▶ [Exercise set]:
- 1) Quote the passage on incremental data processing with Spark word for word, from "Incremental Data Processing" up to and including "when enabled proactively.".
- 2) Extend the article on incremental data processing with Spark, picking up right after its last sentence.

▶ [Provided passage]:
Incremental Data Processing with Spark

Key Insights

Incremental processing reduces compute costs by 60-90% compared to full reprocessing, but requires intentional design around partitioning, checkpointing, and change tracking mechanisms.
Delta Lake’s Change Data Feed eliminates the need for custom CDC logic, providing row-level change tracking with minimal overhead when enabled proactively.
The choice between timestamp filtering, CDC, and streaming depends on your data mutation patterns—append-only workloads need different strategies than tables with frequent updates.

The Problem with Full Data Reprocessing

Every data engineer has inherited that job. The one that reads the entire customer table—all 500 million rows—just to process yesterday’s 50,000 new records. It runs for six hours, costs a small fortune in cluster compute, and fails unpredictably when upstream systems hiccup.

Full reprocessing made sense when datasets fit in memory and cloud compute bills weren’t a line item executives questioned. Those days are gone. Modern data platforms handle terabytes daily, and reprocessing everything on each run creates compounding problems: longer job durations, higher costs, wider blast radius when failures occur, and SLA violations that erode trust in your data platform.

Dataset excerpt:
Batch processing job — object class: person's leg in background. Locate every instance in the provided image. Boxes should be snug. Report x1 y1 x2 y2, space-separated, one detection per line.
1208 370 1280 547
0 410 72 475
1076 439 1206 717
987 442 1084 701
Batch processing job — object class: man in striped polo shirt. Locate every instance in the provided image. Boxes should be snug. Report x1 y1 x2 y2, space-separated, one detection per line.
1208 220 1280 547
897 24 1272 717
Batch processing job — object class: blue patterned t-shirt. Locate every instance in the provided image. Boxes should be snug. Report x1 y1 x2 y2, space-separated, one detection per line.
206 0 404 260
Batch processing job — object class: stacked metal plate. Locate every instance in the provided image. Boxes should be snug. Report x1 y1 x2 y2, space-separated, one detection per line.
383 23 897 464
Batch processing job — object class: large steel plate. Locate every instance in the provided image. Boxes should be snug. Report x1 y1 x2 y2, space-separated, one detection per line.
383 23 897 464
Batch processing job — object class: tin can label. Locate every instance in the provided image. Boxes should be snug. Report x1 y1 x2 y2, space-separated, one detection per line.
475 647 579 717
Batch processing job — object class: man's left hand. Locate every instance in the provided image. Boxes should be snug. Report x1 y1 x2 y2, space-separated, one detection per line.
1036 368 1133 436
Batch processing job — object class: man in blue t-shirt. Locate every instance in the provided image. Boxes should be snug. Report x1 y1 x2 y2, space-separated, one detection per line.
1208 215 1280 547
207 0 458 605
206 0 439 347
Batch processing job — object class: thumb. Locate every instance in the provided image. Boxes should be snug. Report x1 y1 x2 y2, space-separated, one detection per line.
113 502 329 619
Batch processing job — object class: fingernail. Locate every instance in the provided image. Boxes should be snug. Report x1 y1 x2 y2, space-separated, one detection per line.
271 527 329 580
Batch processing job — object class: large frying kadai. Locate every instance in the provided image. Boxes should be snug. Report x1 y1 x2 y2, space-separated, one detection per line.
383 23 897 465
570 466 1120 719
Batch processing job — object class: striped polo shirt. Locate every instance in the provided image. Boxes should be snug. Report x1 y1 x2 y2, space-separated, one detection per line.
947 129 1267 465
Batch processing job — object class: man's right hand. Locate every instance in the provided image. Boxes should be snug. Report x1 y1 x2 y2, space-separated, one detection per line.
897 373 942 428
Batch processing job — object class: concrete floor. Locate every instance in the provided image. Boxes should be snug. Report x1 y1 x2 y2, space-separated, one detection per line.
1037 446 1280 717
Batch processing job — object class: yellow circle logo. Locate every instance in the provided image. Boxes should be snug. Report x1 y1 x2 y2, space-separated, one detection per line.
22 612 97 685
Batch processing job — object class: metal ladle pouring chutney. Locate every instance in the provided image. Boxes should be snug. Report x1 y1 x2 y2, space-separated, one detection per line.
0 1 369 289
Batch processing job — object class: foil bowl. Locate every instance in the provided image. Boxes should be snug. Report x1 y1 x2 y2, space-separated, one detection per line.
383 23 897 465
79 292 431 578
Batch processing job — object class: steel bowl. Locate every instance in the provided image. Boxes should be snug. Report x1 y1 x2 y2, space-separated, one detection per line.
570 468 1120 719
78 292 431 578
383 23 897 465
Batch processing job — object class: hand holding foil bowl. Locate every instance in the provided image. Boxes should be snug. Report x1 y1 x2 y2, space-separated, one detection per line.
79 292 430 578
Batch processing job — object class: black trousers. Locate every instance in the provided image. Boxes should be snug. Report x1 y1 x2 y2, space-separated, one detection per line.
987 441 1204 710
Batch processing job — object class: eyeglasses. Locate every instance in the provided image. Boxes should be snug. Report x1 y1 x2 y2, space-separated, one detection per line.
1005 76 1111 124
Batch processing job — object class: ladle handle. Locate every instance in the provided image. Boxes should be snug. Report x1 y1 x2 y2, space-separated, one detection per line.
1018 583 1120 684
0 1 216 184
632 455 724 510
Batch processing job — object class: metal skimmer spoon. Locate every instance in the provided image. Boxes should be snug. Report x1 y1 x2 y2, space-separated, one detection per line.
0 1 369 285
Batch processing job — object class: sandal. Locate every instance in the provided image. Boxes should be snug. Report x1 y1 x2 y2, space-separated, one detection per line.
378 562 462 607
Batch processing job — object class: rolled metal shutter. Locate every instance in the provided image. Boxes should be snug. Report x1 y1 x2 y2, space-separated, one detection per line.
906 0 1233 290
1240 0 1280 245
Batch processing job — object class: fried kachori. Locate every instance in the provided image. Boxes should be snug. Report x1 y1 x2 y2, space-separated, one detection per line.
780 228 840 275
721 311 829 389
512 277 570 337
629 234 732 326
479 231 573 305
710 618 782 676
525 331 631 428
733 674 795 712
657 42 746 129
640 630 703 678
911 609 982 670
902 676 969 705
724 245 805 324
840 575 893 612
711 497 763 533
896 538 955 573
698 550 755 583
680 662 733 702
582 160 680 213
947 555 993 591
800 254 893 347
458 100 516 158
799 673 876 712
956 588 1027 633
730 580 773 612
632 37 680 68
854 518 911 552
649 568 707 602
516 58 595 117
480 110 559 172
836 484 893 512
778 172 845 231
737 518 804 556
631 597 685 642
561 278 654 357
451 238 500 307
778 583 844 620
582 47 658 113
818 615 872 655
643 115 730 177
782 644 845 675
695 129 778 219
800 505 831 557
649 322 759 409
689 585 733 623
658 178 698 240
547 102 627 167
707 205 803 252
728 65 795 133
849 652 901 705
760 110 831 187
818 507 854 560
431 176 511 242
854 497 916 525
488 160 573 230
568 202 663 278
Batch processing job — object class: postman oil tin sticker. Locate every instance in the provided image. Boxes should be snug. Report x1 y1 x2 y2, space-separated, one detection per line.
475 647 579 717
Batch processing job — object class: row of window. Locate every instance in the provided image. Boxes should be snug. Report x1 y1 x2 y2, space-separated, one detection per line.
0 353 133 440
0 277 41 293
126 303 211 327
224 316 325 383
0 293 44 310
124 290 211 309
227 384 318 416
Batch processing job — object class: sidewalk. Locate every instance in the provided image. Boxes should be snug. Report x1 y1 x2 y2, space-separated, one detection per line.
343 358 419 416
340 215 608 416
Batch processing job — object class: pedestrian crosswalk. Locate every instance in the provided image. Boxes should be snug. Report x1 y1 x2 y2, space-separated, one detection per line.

▶ [Per-task outputs]:
- 1)
Incremental Data Processing with Spark

Key Insights

Incremental processing reduces compute costs by 60-90% compared to full reprocessing, but requires intentional design around partitioning, checkpointing, and change tracking mechanisms.
Delta Lake’s Change Data Feed eliminates the need for custom CDC logic, providing row-level change tracking with minimal overhead when enabled proactively.

- 2)
Incremental processing solves this by identifying and processing only what changed since the last run. The concept is simple. The implementation requires careful thought about how changes are detected, how state is managed, and how failures are recovered. Spark provides multiple mechanisms for incremental processing, each suited to different use cases.

Incremental Processing Patterns Overview

Three primary patterns dominate incremental data processing: timestamp-based filtering, change data capture (CDC), and streaming with watermarks. Understanding when to apply each pattern prevents over-engineering simple problems and under-engineering complex ones.

Timestamp-based filtering works for append-only or slowly changing data where records have reliable created/modified timestamps. It’s the simplest approach but breaks down when records are updated without timestamp changes or when clock skew exists across source systems.

Change data capture tracks row-level mutations directly, typically by reading database transaction logs. It handles updates and deletes gracefully but requires infrastructure support (Debezium, AWS DMS, or native database CDC features).

Streaming with watermarks processes data continuously with built-in handling for late-arriving records. It’s ideal for event-driven architectures but introduces complexity around state management and exactly-once semantics.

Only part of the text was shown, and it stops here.